Saved data entries
..........

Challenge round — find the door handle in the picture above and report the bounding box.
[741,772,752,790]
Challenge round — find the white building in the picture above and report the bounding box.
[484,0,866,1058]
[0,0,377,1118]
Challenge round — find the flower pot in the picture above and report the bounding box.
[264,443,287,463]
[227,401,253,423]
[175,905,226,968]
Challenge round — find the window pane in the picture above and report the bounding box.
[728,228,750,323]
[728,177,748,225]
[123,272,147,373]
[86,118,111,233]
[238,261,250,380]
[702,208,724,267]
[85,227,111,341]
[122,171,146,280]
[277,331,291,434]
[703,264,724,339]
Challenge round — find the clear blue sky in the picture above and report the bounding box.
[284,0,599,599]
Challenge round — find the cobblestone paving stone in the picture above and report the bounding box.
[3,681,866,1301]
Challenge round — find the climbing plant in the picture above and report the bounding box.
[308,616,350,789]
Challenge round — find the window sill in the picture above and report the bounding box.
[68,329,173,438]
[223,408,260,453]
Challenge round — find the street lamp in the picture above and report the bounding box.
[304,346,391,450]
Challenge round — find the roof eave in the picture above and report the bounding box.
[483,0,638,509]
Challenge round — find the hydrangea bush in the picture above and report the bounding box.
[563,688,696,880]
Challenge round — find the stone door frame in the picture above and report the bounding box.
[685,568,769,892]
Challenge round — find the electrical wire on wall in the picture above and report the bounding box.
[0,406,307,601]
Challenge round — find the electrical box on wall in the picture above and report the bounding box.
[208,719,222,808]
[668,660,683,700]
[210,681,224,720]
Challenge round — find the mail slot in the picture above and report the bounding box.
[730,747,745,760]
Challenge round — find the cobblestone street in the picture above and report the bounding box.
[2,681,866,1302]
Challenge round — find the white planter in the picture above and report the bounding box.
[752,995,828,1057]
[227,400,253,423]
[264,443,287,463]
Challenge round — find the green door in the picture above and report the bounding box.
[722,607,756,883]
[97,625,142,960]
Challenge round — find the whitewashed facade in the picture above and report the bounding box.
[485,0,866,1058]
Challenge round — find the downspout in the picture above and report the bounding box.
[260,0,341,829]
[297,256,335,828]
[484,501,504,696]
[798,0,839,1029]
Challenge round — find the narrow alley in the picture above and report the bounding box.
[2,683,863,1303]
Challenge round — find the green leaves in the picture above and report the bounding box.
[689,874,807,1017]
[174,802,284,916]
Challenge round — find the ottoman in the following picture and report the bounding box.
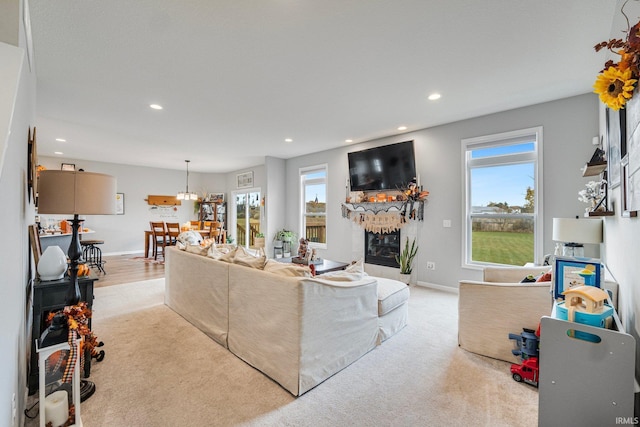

..........

◆ Assignment ◆
Once the pictures are set aside, the remaining data must be transcribed exactly.

◆ Reply ◆
Challenge round — find the door handle in the picture above and report the bounding box.
[741,772,752,790]
Challenge round — find the white building in the picture above and report the bounding box.
[484,0,866,1058]
[0,0,377,1118]
Challenge round — find the flower pot in the picture above and report the bounding box.
[264,443,287,463]
[227,401,253,423]
[175,905,226,968]
Challenge round — find the window pane in the picture above and report the bounding box.
[728,228,750,323]
[728,177,748,225]
[123,272,147,373]
[86,118,111,233]
[238,261,250,380]
[702,208,724,267]
[85,227,111,341]
[122,171,146,280]
[277,331,291,434]
[703,264,724,339]
Challenge round — find the clear blue sky in the picture above and report the bounding box.
[284,0,599,599]
Challenge round — find the cobblestone paving stone in the picture above and report the bounding box.
[3,681,866,1301]
Challenge round — find the climbing plant in the picture above and report the bounding box.
[308,616,350,789]
Challenge round — find the window sill in the picture above and report the bounding box.
[68,329,173,438]
[223,408,260,453]
Challenge round — find the street lamp in the picture above and report the bounding box.
[304,346,391,450]
Challenge round — find the roof eave in the picture above and report the bounding box.
[483,0,638,509]
Challenge round — find the hydrangea bush in the picture above and report the bounding box.
[563,688,696,880]
Challenge round — find the stone door frame in the picture above and report the bounding box.
[685,568,769,892]
Challenge round — find the electrical wire on wall in the picture above and report the bounding box.
[0,406,307,601]
Challenge round — find the electrical box on wall in the picture above and report the bounding box.
[208,719,222,808]
[668,660,683,700]
[210,681,224,720]
Challenge round — find the mail slot in the picture above and report the bounding box.
[730,747,745,760]
Challenge round — find the cobblestone street in the picture above and report the bounding box.
[2,681,866,1302]
Challenge round — find the white planter in the picture above and report the bounding box.
[752,995,828,1057]
[227,400,253,423]
[264,443,287,463]
Challenge round — find the green door in the picture above and report the bounding box.
[722,607,756,883]
[97,625,142,960]
Challenge round — find the whitewashed facade in the picture above and report the bounding box.
[485,0,866,1058]
Challenge round — find the downspout in the picture above and report the bounding box.
[260,0,341,829]
[297,256,335,828]
[484,501,504,696]
[798,0,839,1029]
Challenge round — find the narrow alley in the picture above and report the bounding box.
[2,683,863,1303]
Challenge round — find the green leaves in the picture above and report the bounding box.
[689,874,807,1017]
[174,802,284,916]
Challenge round — find the ottoman in the following picture and report the bounding box.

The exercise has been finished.